Oil’s surge has pushed crude above the break-even level for almost all the Middle East’s producers, raising the prospect of significant budget surpluses for even the weakest economies if prices remain high.

Russia’s invasion of Ukraine lifted crude prices over $105 a barrel for the first time since 2014, extending gains earlier propelled by economies around the world reopening after coronavirus lockdowns.

The fighting in Europe means OPEC member states like Saudi Arabia and the United Arab Emirates are set for an even bigger windfall, and there’s a chance that even Bahrain, the region’s smallest economy, could record a balanced budget for the first time since 2008—if crude remains elevated. 

Brent jumped by more than 9% in the hours after President Vladimir Putin ordered Russian forces to strike Ukraine. The International Monetary Fund estimates prices at that level would ensure all the main oil producers in the Middle East, except Bahrain, record a budget surplus.

(Stored data entries)
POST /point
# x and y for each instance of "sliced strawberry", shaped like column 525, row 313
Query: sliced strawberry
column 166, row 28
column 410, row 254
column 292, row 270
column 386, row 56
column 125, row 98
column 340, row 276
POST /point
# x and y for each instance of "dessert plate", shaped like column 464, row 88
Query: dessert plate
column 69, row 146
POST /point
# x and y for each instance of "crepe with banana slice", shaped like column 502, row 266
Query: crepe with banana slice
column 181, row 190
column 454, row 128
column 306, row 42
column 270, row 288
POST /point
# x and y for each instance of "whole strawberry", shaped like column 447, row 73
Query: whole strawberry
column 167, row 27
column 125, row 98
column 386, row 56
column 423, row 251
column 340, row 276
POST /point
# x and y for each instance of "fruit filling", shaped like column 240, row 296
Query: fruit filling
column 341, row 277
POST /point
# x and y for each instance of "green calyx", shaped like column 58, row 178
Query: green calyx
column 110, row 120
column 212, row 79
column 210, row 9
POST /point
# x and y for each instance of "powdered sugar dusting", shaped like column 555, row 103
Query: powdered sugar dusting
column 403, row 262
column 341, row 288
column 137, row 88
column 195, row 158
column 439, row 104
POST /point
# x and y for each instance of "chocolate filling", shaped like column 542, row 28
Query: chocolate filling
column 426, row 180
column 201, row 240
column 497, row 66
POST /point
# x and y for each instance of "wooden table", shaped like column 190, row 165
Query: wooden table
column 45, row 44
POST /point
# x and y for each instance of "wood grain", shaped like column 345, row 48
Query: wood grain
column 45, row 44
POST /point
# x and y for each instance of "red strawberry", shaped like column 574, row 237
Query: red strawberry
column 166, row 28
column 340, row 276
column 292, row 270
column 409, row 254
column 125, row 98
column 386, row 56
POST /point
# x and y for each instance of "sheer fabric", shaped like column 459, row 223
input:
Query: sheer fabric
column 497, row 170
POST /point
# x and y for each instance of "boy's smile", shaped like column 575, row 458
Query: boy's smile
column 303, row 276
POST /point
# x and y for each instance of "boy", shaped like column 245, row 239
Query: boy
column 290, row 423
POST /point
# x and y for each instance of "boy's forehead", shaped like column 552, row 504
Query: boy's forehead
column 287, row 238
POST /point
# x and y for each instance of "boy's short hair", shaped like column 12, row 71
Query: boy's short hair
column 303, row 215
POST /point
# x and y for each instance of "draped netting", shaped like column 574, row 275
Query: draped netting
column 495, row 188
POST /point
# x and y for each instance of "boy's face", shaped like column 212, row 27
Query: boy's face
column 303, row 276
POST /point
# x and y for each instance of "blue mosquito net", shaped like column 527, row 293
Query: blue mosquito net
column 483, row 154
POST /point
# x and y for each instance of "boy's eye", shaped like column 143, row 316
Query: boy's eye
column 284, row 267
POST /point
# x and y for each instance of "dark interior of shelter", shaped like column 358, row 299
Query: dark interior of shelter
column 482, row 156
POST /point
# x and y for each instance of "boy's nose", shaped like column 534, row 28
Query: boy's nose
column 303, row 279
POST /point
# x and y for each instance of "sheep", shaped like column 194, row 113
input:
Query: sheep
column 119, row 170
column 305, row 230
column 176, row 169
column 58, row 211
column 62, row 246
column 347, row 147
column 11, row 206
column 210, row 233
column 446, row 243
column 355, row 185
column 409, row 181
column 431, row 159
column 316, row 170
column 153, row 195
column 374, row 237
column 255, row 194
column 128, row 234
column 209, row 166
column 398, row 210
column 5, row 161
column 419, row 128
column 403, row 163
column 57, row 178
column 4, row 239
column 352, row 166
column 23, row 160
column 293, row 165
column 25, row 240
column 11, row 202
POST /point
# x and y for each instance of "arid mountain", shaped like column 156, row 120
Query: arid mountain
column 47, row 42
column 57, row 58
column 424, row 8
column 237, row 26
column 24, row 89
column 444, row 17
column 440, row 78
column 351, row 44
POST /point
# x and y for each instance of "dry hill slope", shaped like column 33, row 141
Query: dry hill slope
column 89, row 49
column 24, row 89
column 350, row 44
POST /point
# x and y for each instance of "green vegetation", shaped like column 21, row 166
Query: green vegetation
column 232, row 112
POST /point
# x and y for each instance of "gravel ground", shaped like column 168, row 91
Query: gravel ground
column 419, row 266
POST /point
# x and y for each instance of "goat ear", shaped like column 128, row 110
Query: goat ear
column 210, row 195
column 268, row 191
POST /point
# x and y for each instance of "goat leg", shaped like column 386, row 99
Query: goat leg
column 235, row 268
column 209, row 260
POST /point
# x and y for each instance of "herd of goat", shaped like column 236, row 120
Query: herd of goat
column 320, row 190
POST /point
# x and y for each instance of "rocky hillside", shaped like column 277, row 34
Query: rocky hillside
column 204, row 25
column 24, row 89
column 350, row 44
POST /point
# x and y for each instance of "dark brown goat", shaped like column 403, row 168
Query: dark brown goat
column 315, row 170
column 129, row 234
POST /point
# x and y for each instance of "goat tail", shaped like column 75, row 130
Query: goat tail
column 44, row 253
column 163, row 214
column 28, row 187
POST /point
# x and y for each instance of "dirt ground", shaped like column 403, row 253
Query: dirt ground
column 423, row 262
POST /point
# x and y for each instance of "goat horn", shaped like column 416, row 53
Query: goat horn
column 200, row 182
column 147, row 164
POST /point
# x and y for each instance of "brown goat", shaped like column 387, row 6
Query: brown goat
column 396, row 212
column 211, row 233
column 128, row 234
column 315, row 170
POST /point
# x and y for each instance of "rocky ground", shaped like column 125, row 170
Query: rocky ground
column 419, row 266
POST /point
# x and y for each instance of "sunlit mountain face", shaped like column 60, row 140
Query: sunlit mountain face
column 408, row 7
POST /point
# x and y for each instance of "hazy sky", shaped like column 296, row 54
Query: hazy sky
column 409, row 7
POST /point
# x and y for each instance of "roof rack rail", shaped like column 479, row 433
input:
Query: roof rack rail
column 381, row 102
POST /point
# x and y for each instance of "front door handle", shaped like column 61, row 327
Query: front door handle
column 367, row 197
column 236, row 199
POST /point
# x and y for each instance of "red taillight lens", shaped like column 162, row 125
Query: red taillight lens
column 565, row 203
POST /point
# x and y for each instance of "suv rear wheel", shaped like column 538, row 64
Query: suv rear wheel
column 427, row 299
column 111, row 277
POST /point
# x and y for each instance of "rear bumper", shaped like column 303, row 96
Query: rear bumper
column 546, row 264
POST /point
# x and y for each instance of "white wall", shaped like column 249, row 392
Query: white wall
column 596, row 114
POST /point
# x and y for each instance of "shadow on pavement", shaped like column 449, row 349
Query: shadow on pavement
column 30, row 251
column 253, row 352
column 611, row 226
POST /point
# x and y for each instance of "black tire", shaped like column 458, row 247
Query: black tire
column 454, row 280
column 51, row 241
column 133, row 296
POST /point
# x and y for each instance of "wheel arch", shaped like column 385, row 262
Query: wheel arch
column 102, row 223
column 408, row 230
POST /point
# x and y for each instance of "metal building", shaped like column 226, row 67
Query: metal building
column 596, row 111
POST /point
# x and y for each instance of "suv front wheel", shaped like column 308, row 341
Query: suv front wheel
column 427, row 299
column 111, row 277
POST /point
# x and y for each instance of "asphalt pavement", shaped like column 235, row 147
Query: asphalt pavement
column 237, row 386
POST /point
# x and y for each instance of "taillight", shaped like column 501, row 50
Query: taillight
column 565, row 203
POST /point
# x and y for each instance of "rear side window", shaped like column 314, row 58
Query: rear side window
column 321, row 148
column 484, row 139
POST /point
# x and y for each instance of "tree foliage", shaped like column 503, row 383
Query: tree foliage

[BRIEF 1] Please list every country named in the passage on oil prices.
[BRIEF 2]
Answer these questions from the passage on oil prices:
(a) Crude rose above $105 a barrel for the first time since what year?
(b) In what year did Bahrain last record a balanced budget?
(c) By how much did Brent jump in the hours after Putin's order?

[ANSWER SPACE 1] Russia, Ukraine, Saudi Arabia, United Arab Emirates, Bahrain

[ANSWER SPACE 2]
(a) 2014
(b) 2008
(c) More than 9%